(Recorded data)
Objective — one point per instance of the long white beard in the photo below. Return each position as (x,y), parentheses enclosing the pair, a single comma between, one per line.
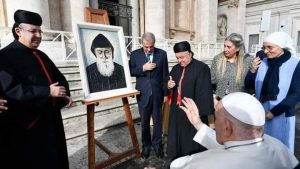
(106,68)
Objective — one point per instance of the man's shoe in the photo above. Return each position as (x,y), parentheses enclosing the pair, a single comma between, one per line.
(146,153)
(159,152)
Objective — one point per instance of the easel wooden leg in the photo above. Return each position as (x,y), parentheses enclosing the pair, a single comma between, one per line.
(91,135)
(131,127)
(112,157)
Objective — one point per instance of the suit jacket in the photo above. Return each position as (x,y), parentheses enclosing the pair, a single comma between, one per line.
(149,82)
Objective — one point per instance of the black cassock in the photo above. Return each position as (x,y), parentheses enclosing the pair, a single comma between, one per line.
(98,83)
(32,133)
(196,84)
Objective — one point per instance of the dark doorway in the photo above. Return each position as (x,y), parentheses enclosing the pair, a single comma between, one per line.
(119,13)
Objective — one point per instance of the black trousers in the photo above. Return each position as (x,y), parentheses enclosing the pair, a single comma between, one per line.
(154,110)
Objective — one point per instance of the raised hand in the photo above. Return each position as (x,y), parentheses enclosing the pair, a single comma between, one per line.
(2,105)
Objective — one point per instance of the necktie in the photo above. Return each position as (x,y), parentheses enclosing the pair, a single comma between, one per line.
(148,56)
(179,87)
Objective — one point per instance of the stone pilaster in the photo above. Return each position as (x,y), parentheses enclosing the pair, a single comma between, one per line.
(236,16)
(206,21)
(72,12)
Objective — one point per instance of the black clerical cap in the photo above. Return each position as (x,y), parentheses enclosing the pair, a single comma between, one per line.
(101,41)
(182,47)
(22,16)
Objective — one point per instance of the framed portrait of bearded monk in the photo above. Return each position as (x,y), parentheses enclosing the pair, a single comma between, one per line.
(102,60)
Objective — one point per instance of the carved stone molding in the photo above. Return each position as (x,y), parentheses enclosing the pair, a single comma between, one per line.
(182,19)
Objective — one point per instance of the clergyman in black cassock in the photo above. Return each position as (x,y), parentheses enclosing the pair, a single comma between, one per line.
(194,78)
(33,134)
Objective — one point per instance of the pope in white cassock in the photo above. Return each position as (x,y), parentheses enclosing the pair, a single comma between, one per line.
(239,140)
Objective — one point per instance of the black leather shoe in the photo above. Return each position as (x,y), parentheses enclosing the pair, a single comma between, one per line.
(146,153)
(159,152)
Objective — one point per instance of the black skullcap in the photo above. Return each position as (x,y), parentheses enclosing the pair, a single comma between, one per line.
(101,41)
(22,16)
(182,47)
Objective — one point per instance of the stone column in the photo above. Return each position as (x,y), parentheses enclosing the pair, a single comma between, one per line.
(236,16)
(72,12)
(38,6)
(135,18)
(155,20)
(206,21)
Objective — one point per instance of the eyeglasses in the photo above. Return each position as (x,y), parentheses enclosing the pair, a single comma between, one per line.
(268,48)
(33,31)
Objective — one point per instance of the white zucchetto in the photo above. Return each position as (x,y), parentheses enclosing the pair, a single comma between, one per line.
(281,39)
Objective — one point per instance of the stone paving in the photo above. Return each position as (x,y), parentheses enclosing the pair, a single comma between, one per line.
(118,139)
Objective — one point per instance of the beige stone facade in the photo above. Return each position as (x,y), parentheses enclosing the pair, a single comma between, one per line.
(194,20)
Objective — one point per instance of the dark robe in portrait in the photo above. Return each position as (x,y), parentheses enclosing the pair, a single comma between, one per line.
(33,134)
(196,85)
(98,82)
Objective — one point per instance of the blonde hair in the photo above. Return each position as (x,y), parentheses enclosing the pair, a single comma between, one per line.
(238,42)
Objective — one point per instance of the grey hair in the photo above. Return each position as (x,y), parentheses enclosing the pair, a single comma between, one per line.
(148,36)
(242,128)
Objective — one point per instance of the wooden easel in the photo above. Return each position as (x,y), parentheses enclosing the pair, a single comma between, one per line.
(113,157)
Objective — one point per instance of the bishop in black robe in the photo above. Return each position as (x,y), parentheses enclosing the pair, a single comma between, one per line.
(32,135)
(196,85)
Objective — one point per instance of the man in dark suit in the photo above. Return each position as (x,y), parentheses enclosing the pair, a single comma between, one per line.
(150,67)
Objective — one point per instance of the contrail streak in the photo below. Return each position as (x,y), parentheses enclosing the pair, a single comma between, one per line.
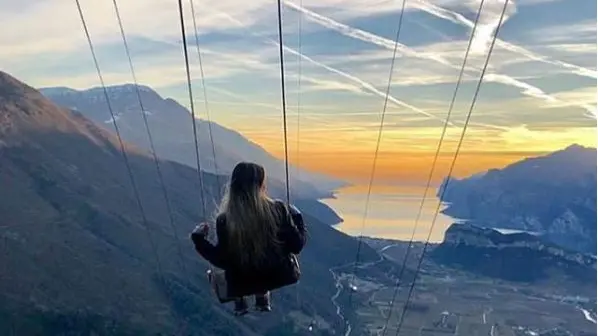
(350,77)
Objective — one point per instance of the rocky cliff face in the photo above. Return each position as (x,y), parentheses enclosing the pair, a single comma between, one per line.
(554,195)
(77,258)
(512,256)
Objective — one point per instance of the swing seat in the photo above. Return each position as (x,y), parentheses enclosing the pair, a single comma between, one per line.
(217,280)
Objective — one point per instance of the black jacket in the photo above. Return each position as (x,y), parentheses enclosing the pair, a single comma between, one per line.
(281,270)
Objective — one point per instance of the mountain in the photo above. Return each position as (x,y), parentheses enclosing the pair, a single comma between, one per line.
(170,124)
(514,256)
(554,195)
(77,257)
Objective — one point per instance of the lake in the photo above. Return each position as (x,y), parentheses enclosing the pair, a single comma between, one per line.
(391,213)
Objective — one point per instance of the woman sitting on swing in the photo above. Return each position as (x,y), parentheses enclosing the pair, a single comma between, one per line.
(258,239)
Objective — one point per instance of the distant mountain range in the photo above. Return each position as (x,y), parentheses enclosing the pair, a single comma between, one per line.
(552,195)
(77,258)
(513,256)
(171,129)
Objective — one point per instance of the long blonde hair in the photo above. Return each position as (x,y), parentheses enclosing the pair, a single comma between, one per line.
(251,218)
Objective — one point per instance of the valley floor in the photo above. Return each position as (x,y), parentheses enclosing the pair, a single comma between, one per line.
(450,302)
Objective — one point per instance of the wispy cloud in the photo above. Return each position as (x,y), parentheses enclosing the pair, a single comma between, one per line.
(528,89)
(460,19)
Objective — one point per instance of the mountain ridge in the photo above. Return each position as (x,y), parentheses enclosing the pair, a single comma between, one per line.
(520,257)
(553,194)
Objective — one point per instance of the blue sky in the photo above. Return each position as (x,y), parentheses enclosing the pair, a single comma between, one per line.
(541,82)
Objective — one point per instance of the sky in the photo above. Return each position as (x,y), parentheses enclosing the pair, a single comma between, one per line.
(538,94)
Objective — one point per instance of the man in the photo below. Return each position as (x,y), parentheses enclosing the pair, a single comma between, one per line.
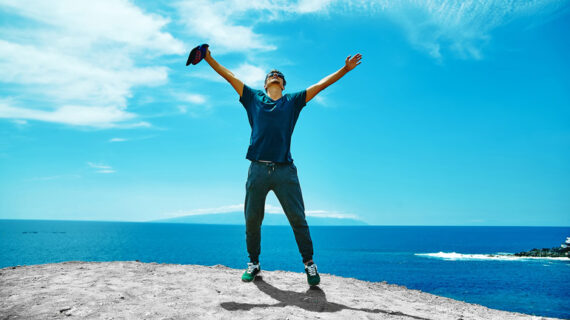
(272,117)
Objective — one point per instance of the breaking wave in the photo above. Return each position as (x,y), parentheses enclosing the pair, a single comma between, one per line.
(496,256)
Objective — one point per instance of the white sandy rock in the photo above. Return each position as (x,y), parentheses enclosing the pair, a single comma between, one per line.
(135,290)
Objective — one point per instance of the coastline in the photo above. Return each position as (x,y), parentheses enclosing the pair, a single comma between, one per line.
(130,289)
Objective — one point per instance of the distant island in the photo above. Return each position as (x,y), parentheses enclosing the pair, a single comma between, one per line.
(270,219)
(562,251)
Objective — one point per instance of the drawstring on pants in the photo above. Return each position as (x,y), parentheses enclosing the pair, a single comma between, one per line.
(271,166)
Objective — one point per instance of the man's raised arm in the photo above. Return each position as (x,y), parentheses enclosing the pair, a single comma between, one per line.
(225,73)
(349,64)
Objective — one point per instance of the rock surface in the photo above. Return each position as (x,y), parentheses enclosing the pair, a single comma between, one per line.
(135,290)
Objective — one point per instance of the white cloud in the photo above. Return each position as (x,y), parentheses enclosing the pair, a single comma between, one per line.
(98,117)
(101,168)
(214,21)
(435,26)
(250,74)
(81,53)
(432,26)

**WHAT YOU WILL DO**
Without any pictures, please reproduce the full set of entries.

**REPLY**
Objective — one point per instance of the long white beard in the photo below. Return each position as (x,y), parentheses enclosing the pair, a single comma between, one per line.
(106,68)
Objective — one point per instance of the man's shoe in the photo above. Return each position as (x,y), parentheses enclosing the pair, a single comma between, one per line.
(146,153)
(159,152)
Objective — one point per instance of the easel wooden leg in the photo above. Return each position as (x,y), parentheses enclosing the pair, a single comma between, one per line.
(91,135)
(131,127)
(112,157)
Objective — one point per instance of the suit jacket in the photo above. Return each position as (x,y), parentheses enclosing the pair, a single comma between, one per line.
(149,82)
Objective — one point per instance of the black cassock in the photo above. Return each position as (x,y), parentheses enclosing the pair, a single comma between, one per line.
(98,83)
(32,133)
(196,84)
Objective — one point per instance of the dark doorway in the photo above. Return each position as (x,y), parentheses enclosing the pair, a single comma between, one per line.
(119,13)
Objective — one point per instance of the black trousers in the photo above. Return each position as (x,y), parentheses enclosing the pair, a single comma between, one per line.
(154,110)
Objective — one point per instance of the raised hand in the photo above. Return each position as (x,y), parentheses enclosing the pair, a single comma between, one per line.
(2,105)
Objective — one point per instance of the necktie in the photo above. Return each position as (x,y), parentheses enclosing the pair, a single comma between, one per line.
(148,56)
(179,87)
Objective — one point per instance of the stone pilaster in the photo above. Return each position as (x,y), parentheses enclosing the pair, a single comma between, one per line.
(236,16)
(206,21)
(72,12)
Objective — one point per instance of the black clerical cap in the photo above. Return each position as (x,y), parentheses enclosing the pair, a single comma between, one per line.
(101,41)
(182,47)
(22,16)
Objective — one point per instance of the framed portrait of bearded monk in the photo above. Return each position as (x,y), parentheses enclosing the pair, a single comma between, one per line.
(102,60)
Objective — one point per instance of the carved stone molding in the photo above. Return each position as (x,y), parentheses enclosing the pair, a single comma between, one per line.
(182,19)
Objective — one point per instance of the clergyman in black cassock in the photo above. Return each position as (x,y), parentheses enclosing the pair, a single comma between, one per line.
(194,78)
(33,134)
Objective — one point per instance of the pope in white cassock in the photo above. Return each position as (x,y), parentheses enclosing the pair, a single comma between, one per line.
(239,140)
Objective — one point per instance of the black leather shoe in the photo above. Return each position as (x,y), parentheses enclosing the pair, a single comma between, one per line.
(146,153)
(159,152)
Objective — one point per instance of the black skullcap in the photo above. Return each position as (x,y), parentheses enclosing the pair, a single comma between, one per line.
(101,41)
(22,16)
(182,47)
Objective — one point per instance of the stone column in the photo above. Return each position as (x,y), parentheses enclosing the pair, a single comma between, one per line.
(236,16)
(72,12)
(38,6)
(135,18)
(155,20)
(206,21)
Objective — one point per instance of the eyeglasses in the photo above. Return each position as (x,y), parentheses enclosing the pair, a single comma between, one per line.
(268,48)
(33,31)
Objective — one point per instance of the white zucchetto in the photo above. Return each position as (x,y), parentheses enclosing the pair, a single comma between, one per line.
(281,39)
Objective — one point per instance of the stone paving in the photo above. Return each position as (x,y), parentheses enclosing the pair, a single comma between, one per line.
(118,139)
Objective — one point per instance of the beige stone facade in the photo above. Return each position as (x,y), parentheses enclosing the pair, a single comma between, one per line.
(194,20)
Objective — one point per instance of the dark robe in portrait in the photo above. Return each position as (x,y), parentheses enclosing the pair, a single comma between, one per line.
(33,134)
(196,85)
(98,82)
Objective — one point per instance of the blonde hair in the photo above. Return each position as (x,y), parentheses enclosing the pair, a single comma between, one per line.
(238,42)
Objective — one point per instance of the grey hair in the photo above. Return each position as (x,y), parentheses enclosing the pair, a single comma between, one per line.
(148,36)
(242,128)
Objective — one point per instance of the wooden easel in the photo above. Return each position as (x,y), parentheses enclosing the pair, a single comma between, one per line.
(113,157)
Objective — one point per instance of the bishop in black robe in the photo above. Return each position as (x,y), parentheses enclosing the pair, a single comma between, one per line.
(32,135)
(196,85)
Objective — one point per instance of the man in dark suit in the photo above. Return each position as (x,y), parentheses enclosing the pair, a single comma between, one per line.
(150,67)
Objective — one point per instance of the contrail streak in the photo below. Return each position as (x,y), parentheses enclosing the pair, a single comma between, one per line.
(350,77)
Objective — one point per instance of the rocky cliff face in the photo above. Return each position as (x,y), parentheses enclosing the pair, a single comma between, one per line.
(554,195)
(77,258)
(512,256)
Objective — one point per instance of the swing seat in the photo above. Return each position as (x,y), parentheses enclosing the pair, a single comma between, one per line.
(217,280)
Objective — one point per instance of the black jacket in the photo above. Return each position as (x,y), parentheses enclosing the pair, a single comma between, one per line.
(281,270)
Objective — one point per instance of the mountain in the photo above. Return each position as (x,y), parentheses enclosing the pair, a single comma between, one per line.
(170,124)
(514,256)
(554,195)
(77,257)
Objective — one point per instance of the lake in the photo above. Return each position as (x,y), parentheses enclosing the pair, a single comma between, one per line.
(391,213)
Objective — one point per instance of the woman sitting on swing in the photo above. Return each position as (x,y), parentheses enclosing the pair, a single comma between, one per line.
(258,239)
Objective — one point per instance of the distant mountain range in the photo above. Return each position as (x,y), parentheses enclosing the pair, a single comma between, one per line.
(552,195)
(77,258)
(513,256)
(171,129)
Objective — one point per instance of the long blonde hair in the photo above. Return each position as (x,y), parentheses enclosing the pair, a single comma between, one per line.
(251,218)
Objective — one point per instance of the valley floor in the photo above. Return each position as (x,y), parentheses enclosing the pair, a single comma between, one per line.
(450,302)
Objective — one point per instance of the wispy cloud in the photo above. Return each position as (x,y), parentheses enclosing the pair, a single comma between, one per line.
(528,89)
(460,19)
Objective — one point per instance of the mountain ridge in the photo above. Return each position as (x,y), parentheses enclosing the pair, a single comma between, one per line.
(520,257)
(553,194)
Objective — one point per instance of the blue sky in the photo above. Return each position as (x,y), parentheses enclosing the pair, a single comma between, one per line.
(541,82)
Objective — one point per instance of the sky in the photo above. Return each position as (x,y), parentheses enclosing the pair, a single comma between, one per line.
(538,94)
Objective — one point per instance of the man in the photo below. Return each position as (x,y), parentheses enclosing the pair, a single comma between, one per line.
(272,117)
Objective — one point per instance of the breaking wave in the photo above. Return each position as (x,y), parentheses enclosing the pair, a single comma between, one per line.
(496,256)
Objective — one point per instance of the white sandy rock in the photo above. Return each position as (x,y), parentheses enclosing the pair, a single comma between, one per line.
(135,290)
Objective — one point per instance of the coastline in the photo above. Return each position as (x,y), parentheses enclosing the pair, a single comma between, one per line.
(130,289)
Objective — one point per instance of the distant island in the photo above. Return each position as (x,y), parentheses enclosing the pair, a single comma between, one per line.
(270,219)
(562,251)
Objective — one point per instance of the drawstring on pants in the photo above. Return each position as (x,y), parentheses enclosing the pair, a single comma between, one per line.
(271,166)
Objective — one point per instance of the man's raised arm in the photo above. Return each position as (x,y), parentheses enclosing the pair, a single comma between, one per line.
(225,73)
(349,64)
Objective — one point per instance of the rock surface in the photo above. Return each position as (x,y), parentheses enclosing the pair, a single comma between, one per line.
(135,290)
Objective — one point per instance of the white cloud in the photo above. Return each position as (x,y), parentheses enclosing the pair, a single comma between, one per line.
(98,117)
(101,168)
(214,21)
(435,26)
(250,74)
(81,53)
(432,26)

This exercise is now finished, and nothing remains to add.